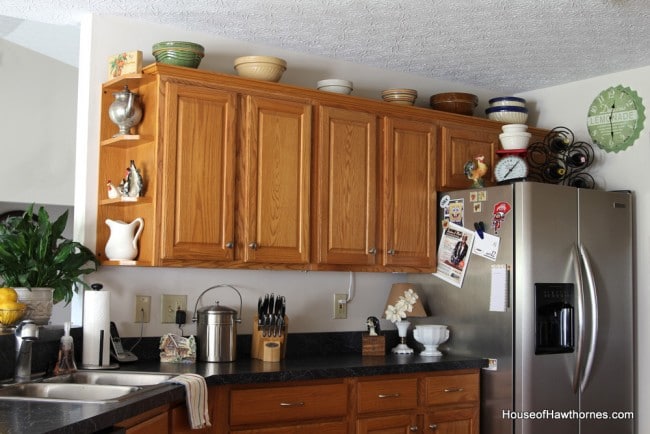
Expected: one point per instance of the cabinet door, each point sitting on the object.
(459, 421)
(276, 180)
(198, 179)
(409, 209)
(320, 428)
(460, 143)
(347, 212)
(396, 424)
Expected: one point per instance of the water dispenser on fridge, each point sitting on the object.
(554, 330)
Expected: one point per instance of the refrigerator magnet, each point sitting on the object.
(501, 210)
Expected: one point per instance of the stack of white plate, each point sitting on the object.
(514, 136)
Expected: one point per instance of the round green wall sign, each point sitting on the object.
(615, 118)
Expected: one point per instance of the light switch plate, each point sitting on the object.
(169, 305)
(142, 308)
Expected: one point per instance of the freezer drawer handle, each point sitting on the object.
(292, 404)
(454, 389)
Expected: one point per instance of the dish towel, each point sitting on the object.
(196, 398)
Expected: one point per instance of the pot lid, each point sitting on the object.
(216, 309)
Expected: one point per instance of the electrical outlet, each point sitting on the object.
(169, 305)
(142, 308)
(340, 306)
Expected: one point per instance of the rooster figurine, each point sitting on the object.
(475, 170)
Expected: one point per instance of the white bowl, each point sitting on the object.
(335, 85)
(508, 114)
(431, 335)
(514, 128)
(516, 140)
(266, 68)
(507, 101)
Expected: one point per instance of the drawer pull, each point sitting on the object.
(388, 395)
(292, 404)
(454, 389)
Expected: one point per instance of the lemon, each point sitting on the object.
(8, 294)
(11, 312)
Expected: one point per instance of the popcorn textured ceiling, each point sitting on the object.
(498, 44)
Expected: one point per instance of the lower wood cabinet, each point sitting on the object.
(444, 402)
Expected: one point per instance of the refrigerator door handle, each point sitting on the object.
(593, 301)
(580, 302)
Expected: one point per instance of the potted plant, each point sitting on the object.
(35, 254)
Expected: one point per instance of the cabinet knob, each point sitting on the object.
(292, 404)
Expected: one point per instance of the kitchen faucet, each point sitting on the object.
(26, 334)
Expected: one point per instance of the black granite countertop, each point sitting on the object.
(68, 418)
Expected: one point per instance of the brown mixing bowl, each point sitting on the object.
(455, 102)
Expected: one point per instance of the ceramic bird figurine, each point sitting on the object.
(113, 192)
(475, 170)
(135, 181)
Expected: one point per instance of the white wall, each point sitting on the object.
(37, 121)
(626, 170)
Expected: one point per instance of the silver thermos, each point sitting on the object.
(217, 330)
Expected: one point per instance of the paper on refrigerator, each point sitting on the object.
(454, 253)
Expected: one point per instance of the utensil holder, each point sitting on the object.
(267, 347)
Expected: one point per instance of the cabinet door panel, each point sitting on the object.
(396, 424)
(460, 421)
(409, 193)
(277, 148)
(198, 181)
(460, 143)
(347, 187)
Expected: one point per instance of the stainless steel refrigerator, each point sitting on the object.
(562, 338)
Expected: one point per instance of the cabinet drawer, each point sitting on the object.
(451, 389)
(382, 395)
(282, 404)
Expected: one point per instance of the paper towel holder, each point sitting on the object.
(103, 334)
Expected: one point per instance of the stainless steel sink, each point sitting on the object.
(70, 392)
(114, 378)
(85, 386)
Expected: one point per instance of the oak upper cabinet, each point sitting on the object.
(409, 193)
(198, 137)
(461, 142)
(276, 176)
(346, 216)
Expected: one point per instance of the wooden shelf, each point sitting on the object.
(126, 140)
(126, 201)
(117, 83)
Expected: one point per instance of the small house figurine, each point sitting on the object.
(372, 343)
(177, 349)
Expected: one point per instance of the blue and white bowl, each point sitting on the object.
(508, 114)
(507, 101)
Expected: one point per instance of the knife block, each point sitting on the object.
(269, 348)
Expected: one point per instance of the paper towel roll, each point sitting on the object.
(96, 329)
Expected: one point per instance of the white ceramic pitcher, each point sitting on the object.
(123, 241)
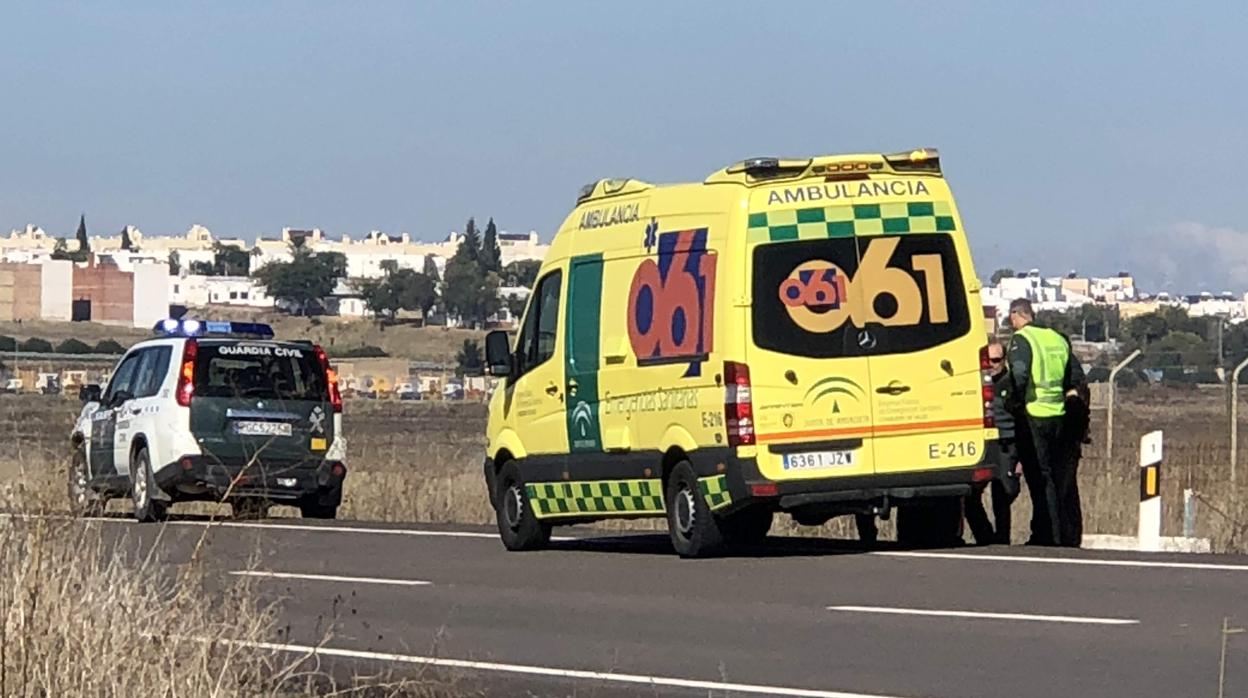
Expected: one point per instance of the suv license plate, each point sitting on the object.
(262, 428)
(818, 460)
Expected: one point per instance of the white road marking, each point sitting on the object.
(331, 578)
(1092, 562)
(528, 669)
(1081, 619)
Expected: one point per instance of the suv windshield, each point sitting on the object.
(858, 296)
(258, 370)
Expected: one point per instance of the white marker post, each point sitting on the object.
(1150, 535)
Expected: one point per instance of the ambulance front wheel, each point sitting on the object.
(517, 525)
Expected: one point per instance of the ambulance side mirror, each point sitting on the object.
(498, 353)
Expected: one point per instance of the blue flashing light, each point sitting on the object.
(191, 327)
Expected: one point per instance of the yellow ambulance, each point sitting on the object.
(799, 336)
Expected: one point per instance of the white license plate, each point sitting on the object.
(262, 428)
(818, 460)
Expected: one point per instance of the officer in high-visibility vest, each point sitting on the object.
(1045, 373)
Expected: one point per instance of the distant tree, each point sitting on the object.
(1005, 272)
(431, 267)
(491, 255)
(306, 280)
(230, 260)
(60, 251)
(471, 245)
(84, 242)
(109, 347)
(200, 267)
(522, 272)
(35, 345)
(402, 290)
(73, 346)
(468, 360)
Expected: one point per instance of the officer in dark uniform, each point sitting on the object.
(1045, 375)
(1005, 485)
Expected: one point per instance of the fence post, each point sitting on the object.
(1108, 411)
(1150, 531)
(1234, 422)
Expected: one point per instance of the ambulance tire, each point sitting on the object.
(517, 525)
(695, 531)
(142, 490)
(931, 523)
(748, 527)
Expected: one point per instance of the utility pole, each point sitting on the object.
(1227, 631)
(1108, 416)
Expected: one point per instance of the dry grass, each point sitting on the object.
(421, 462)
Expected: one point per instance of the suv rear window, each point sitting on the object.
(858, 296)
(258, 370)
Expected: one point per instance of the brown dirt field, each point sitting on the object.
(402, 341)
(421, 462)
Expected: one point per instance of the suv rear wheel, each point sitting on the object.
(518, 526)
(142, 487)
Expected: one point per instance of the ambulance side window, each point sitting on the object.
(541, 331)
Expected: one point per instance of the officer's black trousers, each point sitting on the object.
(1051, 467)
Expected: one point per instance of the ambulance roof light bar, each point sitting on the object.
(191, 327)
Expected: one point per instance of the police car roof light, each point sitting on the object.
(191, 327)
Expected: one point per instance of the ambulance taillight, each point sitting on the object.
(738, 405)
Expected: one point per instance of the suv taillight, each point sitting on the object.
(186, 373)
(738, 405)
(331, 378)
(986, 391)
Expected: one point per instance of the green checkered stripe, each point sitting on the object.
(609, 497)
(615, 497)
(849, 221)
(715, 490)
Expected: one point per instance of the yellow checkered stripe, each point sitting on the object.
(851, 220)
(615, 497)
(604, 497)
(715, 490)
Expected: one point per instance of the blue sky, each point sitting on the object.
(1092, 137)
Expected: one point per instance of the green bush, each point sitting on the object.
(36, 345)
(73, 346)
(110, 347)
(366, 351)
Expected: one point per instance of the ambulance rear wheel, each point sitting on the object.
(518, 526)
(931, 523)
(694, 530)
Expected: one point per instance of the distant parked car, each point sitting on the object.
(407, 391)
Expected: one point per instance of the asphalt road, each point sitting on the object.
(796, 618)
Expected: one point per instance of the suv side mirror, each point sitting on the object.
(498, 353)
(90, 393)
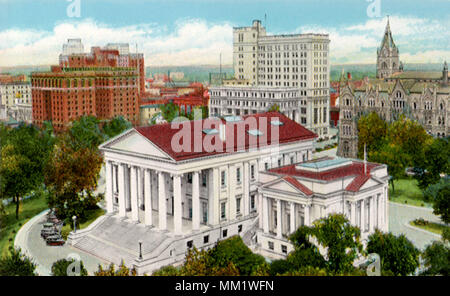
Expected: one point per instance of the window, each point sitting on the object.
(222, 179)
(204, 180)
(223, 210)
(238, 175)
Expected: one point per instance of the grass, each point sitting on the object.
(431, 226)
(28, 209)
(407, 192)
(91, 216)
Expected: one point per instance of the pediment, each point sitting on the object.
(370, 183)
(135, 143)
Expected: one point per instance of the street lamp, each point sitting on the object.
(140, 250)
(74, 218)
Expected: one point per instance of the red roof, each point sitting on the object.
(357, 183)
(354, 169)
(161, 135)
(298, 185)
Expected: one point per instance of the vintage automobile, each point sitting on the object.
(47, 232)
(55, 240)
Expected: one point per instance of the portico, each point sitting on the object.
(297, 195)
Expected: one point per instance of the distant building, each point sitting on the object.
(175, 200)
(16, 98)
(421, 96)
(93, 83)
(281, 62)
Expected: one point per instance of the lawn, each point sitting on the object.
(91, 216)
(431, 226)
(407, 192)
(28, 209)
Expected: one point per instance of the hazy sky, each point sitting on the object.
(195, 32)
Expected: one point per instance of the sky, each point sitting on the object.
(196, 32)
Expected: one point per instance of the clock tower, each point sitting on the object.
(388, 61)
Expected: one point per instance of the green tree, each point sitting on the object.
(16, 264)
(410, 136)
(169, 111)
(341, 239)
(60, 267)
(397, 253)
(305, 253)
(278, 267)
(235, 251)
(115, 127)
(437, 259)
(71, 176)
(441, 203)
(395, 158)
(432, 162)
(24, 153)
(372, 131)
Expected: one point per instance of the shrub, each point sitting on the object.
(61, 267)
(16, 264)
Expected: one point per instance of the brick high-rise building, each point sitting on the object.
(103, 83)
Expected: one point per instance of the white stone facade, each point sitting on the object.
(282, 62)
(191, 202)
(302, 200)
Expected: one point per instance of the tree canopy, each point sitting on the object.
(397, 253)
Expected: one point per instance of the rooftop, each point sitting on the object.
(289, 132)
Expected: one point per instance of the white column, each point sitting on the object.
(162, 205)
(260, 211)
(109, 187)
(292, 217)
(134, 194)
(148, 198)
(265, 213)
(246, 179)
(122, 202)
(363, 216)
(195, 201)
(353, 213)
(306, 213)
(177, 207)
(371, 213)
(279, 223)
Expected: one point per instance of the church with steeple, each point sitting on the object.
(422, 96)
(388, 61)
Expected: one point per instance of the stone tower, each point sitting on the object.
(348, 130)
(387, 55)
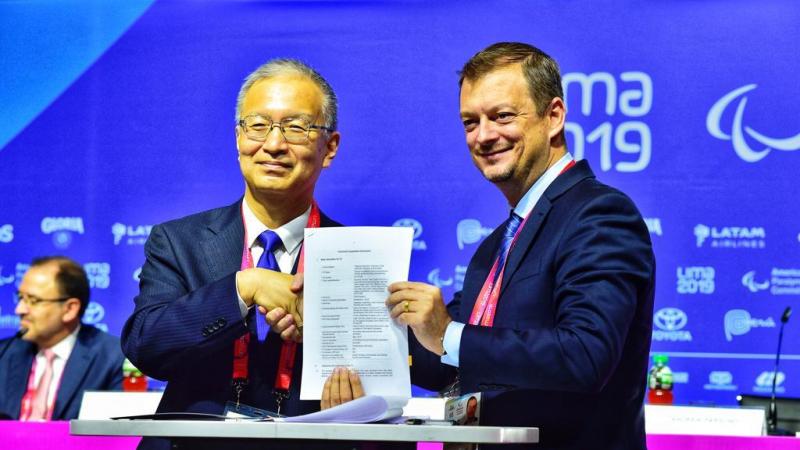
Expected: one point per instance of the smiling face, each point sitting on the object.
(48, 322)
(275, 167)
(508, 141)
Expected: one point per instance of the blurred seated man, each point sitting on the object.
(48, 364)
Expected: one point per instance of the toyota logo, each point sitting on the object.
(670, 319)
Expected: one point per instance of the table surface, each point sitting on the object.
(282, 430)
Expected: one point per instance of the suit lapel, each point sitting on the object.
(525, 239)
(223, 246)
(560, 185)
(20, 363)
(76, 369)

• • •

Task statement »
Extract only the lines from the line containing "Expected: one point per instance of the stone" through the final line of the listing above, unchanged; pictures stay out of the copy.

Full solution »
Expected: one point per instance of the stone tower, each point sitting on the object.
(348, 130)
(387, 55)
Expected: one point per instance of the smiling face, each point sitting on the object.
(48, 322)
(275, 167)
(508, 141)
Expected: one point per instance of the blurred seated man, each point sitting on the object.
(48, 364)
Expected: one point per instance of the toyota logo, each point sitting on the object.
(670, 319)
Expected: one point per instance of the table surface, each point sitting on the object.
(282, 430)
Expected: one point per instance of the suit lapel, each point sitting on the object.
(525, 239)
(223, 246)
(560, 185)
(20, 363)
(76, 369)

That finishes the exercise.